| What needs to be done |
Exclude the pictures and retype the entries as written.

Items listed in a dataset

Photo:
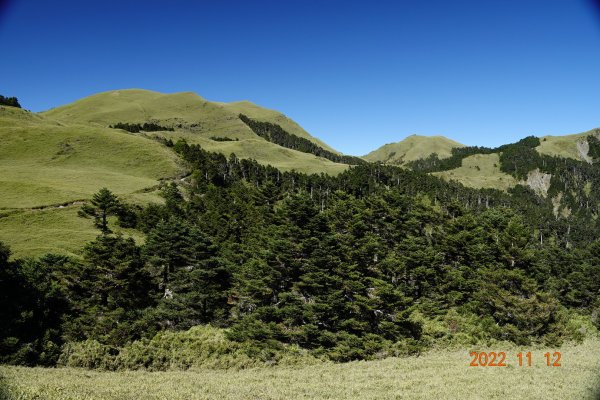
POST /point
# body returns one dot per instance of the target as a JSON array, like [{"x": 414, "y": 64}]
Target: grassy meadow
[
  {"x": 438, "y": 374},
  {"x": 480, "y": 171},
  {"x": 413, "y": 148}
]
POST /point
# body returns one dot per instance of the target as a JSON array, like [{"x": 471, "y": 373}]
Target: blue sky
[{"x": 356, "y": 74}]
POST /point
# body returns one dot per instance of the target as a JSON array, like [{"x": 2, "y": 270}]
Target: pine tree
[{"x": 104, "y": 204}]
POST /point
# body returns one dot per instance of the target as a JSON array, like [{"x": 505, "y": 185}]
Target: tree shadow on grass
[{"x": 4, "y": 391}]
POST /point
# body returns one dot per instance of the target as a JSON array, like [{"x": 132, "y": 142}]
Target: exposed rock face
[
  {"x": 539, "y": 182},
  {"x": 583, "y": 147}
]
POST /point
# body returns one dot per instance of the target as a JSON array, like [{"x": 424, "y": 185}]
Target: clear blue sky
[{"x": 356, "y": 74}]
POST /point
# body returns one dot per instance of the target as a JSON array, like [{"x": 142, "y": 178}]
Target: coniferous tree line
[
  {"x": 9, "y": 101},
  {"x": 145, "y": 127},
  {"x": 355, "y": 266},
  {"x": 276, "y": 134}
]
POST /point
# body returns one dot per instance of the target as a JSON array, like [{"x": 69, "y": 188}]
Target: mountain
[
  {"x": 187, "y": 112},
  {"x": 355, "y": 261},
  {"x": 413, "y": 148},
  {"x": 53, "y": 160},
  {"x": 47, "y": 166}
]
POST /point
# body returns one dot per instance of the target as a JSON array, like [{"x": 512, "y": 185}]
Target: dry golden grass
[{"x": 436, "y": 375}]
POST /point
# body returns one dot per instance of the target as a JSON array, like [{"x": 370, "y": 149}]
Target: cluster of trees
[
  {"x": 145, "y": 127},
  {"x": 276, "y": 134},
  {"x": 9, "y": 101},
  {"x": 347, "y": 267}
]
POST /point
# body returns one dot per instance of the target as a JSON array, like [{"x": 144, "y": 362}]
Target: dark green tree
[{"x": 103, "y": 204}]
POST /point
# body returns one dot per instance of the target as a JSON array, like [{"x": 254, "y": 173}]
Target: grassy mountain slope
[
  {"x": 187, "y": 109},
  {"x": 265, "y": 115},
  {"x": 480, "y": 171},
  {"x": 45, "y": 163},
  {"x": 197, "y": 120},
  {"x": 439, "y": 374},
  {"x": 413, "y": 148},
  {"x": 567, "y": 146}
]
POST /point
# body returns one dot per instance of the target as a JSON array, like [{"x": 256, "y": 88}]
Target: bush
[{"x": 199, "y": 347}]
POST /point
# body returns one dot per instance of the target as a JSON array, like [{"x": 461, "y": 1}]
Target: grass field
[
  {"x": 413, "y": 148},
  {"x": 435, "y": 375},
  {"x": 195, "y": 113},
  {"x": 68, "y": 153},
  {"x": 480, "y": 171},
  {"x": 562, "y": 146},
  {"x": 46, "y": 163},
  {"x": 33, "y": 233}
]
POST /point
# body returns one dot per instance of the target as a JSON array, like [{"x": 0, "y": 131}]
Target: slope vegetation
[
  {"x": 46, "y": 164},
  {"x": 413, "y": 148},
  {"x": 199, "y": 121}
]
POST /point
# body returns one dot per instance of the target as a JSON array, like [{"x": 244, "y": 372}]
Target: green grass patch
[
  {"x": 480, "y": 171},
  {"x": 33, "y": 233},
  {"x": 438, "y": 374}
]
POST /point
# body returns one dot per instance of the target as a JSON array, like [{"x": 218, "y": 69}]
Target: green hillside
[
  {"x": 198, "y": 120},
  {"x": 186, "y": 110},
  {"x": 568, "y": 146},
  {"x": 46, "y": 163},
  {"x": 413, "y": 148},
  {"x": 480, "y": 171}
]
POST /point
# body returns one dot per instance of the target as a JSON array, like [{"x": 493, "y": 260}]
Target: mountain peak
[{"x": 412, "y": 148}]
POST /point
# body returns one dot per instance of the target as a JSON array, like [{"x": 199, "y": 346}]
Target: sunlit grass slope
[
  {"x": 188, "y": 109},
  {"x": 45, "y": 163},
  {"x": 443, "y": 374},
  {"x": 564, "y": 146},
  {"x": 264, "y": 152},
  {"x": 480, "y": 171},
  {"x": 413, "y": 148},
  {"x": 198, "y": 120},
  {"x": 33, "y": 233}
]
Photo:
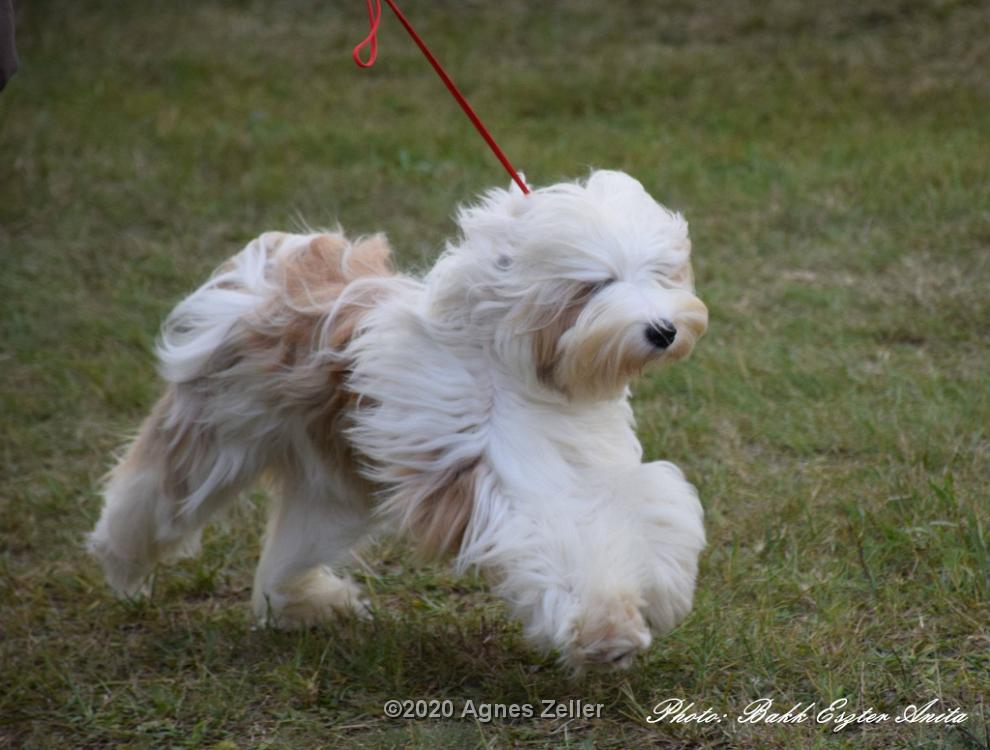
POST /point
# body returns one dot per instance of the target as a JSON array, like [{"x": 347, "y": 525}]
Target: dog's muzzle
[{"x": 661, "y": 333}]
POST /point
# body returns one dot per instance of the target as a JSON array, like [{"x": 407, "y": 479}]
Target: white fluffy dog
[{"x": 482, "y": 410}]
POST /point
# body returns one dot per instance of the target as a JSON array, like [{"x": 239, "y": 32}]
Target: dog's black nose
[{"x": 661, "y": 333}]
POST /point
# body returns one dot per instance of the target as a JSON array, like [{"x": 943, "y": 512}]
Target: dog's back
[{"x": 255, "y": 363}]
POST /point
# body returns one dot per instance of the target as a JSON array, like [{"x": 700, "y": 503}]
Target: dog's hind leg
[
  {"x": 174, "y": 476},
  {"x": 312, "y": 527}
]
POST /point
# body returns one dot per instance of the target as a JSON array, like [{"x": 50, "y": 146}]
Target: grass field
[{"x": 834, "y": 162}]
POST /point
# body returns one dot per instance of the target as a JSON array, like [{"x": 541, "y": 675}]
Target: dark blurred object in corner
[{"x": 8, "y": 52}]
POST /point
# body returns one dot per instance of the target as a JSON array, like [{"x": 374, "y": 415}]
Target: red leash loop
[{"x": 371, "y": 41}]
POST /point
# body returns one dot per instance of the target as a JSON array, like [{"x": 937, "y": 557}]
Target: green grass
[{"x": 833, "y": 160}]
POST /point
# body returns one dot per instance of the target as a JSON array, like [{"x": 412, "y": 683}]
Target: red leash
[{"x": 371, "y": 41}]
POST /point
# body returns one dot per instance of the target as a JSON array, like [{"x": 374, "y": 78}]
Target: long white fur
[{"x": 592, "y": 549}]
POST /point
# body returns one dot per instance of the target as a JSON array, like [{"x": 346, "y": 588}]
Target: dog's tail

| Answer for the task |
Photo:
POST /point
# body returns one dot per instance of the target as a JSON array, like [{"x": 414, "y": 64}]
Target: grassy meadow
[
  {"x": 438, "y": 374},
  {"x": 480, "y": 171},
  {"x": 413, "y": 148}
]
POST /point
# body returns one dot per instance of the target as a JSON array, like [{"x": 471, "y": 373}]
Target: blue sky
[{"x": 356, "y": 74}]
POST /point
# body returns one dot per instance of the target as a JSON array, like [{"x": 2, "y": 270}]
Target: pine tree
[{"x": 104, "y": 204}]
POST /point
# body returns one dot per instance of the target as a JSON array, like [{"x": 505, "y": 185}]
Target: tree shadow on grass
[{"x": 4, "y": 391}]
POST /point
# body returns one dot per instance of the target as a JSON array, like [{"x": 132, "y": 142}]
Target: exposed rock face
[
  {"x": 539, "y": 182},
  {"x": 583, "y": 147}
]
POST /point
# body returns one dot per instance of the target as a JSON array, like [{"x": 424, "y": 185}]
Target: clear blue sky
[{"x": 356, "y": 74}]
POST /point
# body returns one dot per instance of the target as a JSON array, like [{"x": 142, "y": 178}]
Target: coniferous tree line
[
  {"x": 9, "y": 101},
  {"x": 145, "y": 127},
  {"x": 355, "y": 266},
  {"x": 276, "y": 134}
]
POST /point
# body returns one dot per instance of the target as a JSON array, like [{"x": 69, "y": 188}]
Target: mountain
[
  {"x": 187, "y": 112},
  {"x": 355, "y": 261},
  {"x": 413, "y": 148},
  {"x": 53, "y": 160},
  {"x": 47, "y": 166}
]
POST /point
# body returns one dot per instance of the target as a JSON array, like [{"x": 512, "y": 185}]
Target: dry golden grass
[{"x": 436, "y": 375}]
POST /point
# body returns one dot per instance of the target as a JSON array, like [{"x": 370, "y": 149}]
Target: cluster of trees
[
  {"x": 145, "y": 127},
  {"x": 276, "y": 134},
  {"x": 9, "y": 101},
  {"x": 347, "y": 267}
]
POST /point
# body returns one dot per instance of the target as a JSON array, like [{"x": 144, "y": 362}]
Target: dark green tree
[{"x": 103, "y": 204}]
POST /point
# body returns one dot per instance of the target as a JSON array, like [{"x": 254, "y": 173}]
Target: grassy mountain slope
[
  {"x": 187, "y": 109},
  {"x": 265, "y": 115},
  {"x": 480, "y": 171},
  {"x": 45, "y": 163},
  {"x": 197, "y": 120},
  {"x": 439, "y": 374},
  {"x": 413, "y": 148},
  {"x": 567, "y": 146}
]
POST /point
# body returns one dot per instance of the target as a JSON array, like [{"x": 256, "y": 88}]
Target: bush
[{"x": 199, "y": 347}]
POST /point
# body returns one dot per instance of the target as a JSON array, like [{"x": 461, "y": 1}]
Target: grass field
[
  {"x": 413, "y": 148},
  {"x": 435, "y": 375},
  {"x": 195, "y": 113},
  {"x": 68, "y": 153},
  {"x": 480, "y": 171},
  {"x": 562, "y": 146},
  {"x": 46, "y": 163},
  {"x": 33, "y": 233}
]
POST /point
# body returns one dot per instance of the target as a JSON array, like [{"x": 0, "y": 131}]
Target: slope vegetation
[
  {"x": 46, "y": 164},
  {"x": 413, "y": 148},
  {"x": 199, "y": 121}
]
POST /point
# body returns one dot per instance of the target as a JSON array, like [{"x": 244, "y": 372}]
Target: green grass patch
[
  {"x": 480, "y": 171},
  {"x": 33, "y": 233},
  {"x": 438, "y": 374}
]
POST /point
# body returns one dot per instance of the target as a JSON array, like [{"x": 218, "y": 69}]
Target: green hillside
[
  {"x": 198, "y": 120},
  {"x": 186, "y": 110},
  {"x": 568, "y": 146},
  {"x": 46, "y": 163},
  {"x": 413, "y": 148},
  {"x": 480, "y": 171}
]
POST /point
# body returns one dot per instance of the target as a JSON array, like [{"x": 493, "y": 260}]
Target: mountain peak
[{"x": 412, "y": 148}]
POST /point
# body returns one dot per instance of the target as a JSON array, like [{"x": 199, "y": 346}]
Target: sunlit grass slope
[
  {"x": 188, "y": 109},
  {"x": 45, "y": 163},
  {"x": 443, "y": 374},
  {"x": 564, "y": 146},
  {"x": 264, "y": 152},
  {"x": 480, "y": 171},
  {"x": 413, "y": 148},
  {"x": 198, "y": 120},
  {"x": 33, "y": 233}
]
Photo:
POST /point
# body returns one dot per instance of the target as a JSON array, like [{"x": 347, "y": 525}]
Target: dog's muzzle
[{"x": 661, "y": 333}]
POST /point
# body returns one dot per instance of the target as a JSON array, like [{"x": 407, "y": 479}]
Target: white fluffy dog
[{"x": 482, "y": 410}]
POST /point
# body returns one dot per instance of the target as a JSON array, like [{"x": 239, "y": 32}]
Target: dog's black nose
[{"x": 661, "y": 333}]
POST /point
# body returns one dot per instance of the target as a JSON array, like [{"x": 943, "y": 512}]
Target: dog's back
[{"x": 255, "y": 363}]
POST /point
# body returns one dot per instance of the target as a JSON array, like [{"x": 700, "y": 503}]
Target: dog's hind leg
[
  {"x": 174, "y": 476},
  {"x": 312, "y": 527}
]
POST /point
# body returns one dot per instance of the target as a JSON array, like [{"x": 50, "y": 146}]
Target: grass field
[{"x": 834, "y": 162}]
POST /point
# body returns one dot per instance of the target as a JSON array, like [{"x": 541, "y": 675}]
Target: dark blurred object in corner
[{"x": 8, "y": 52}]
POST /point
# body returns one dot per instance of the target as a JSON array, like [{"x": 374, "y": 415}]
Target: red leash loop
[{"x": 371, "y": 41}]
POST /point
# body returns one dot per instance of the target as a JSON array, like [{"x": 937, "y": 557}]
Target: green grass
[{"x": 833, "y": 160}]
POST /point
# body returns one dot per instance of the target as a JSON array, like [{"x": 412, "y": 683}]
Target: red leash
[{"x": 371, "y": 41}]
POST /point
# body returns one dot per instance of the target as a JSON array, like [{"x": 374, "y": 78}]
Target: long white fur
[{"x": 592, "y": 549}]
POST /point
# body returns one dot per instance of the target as a JSON array, like [{"x": 346, "y": 588}]
Target: dog's tail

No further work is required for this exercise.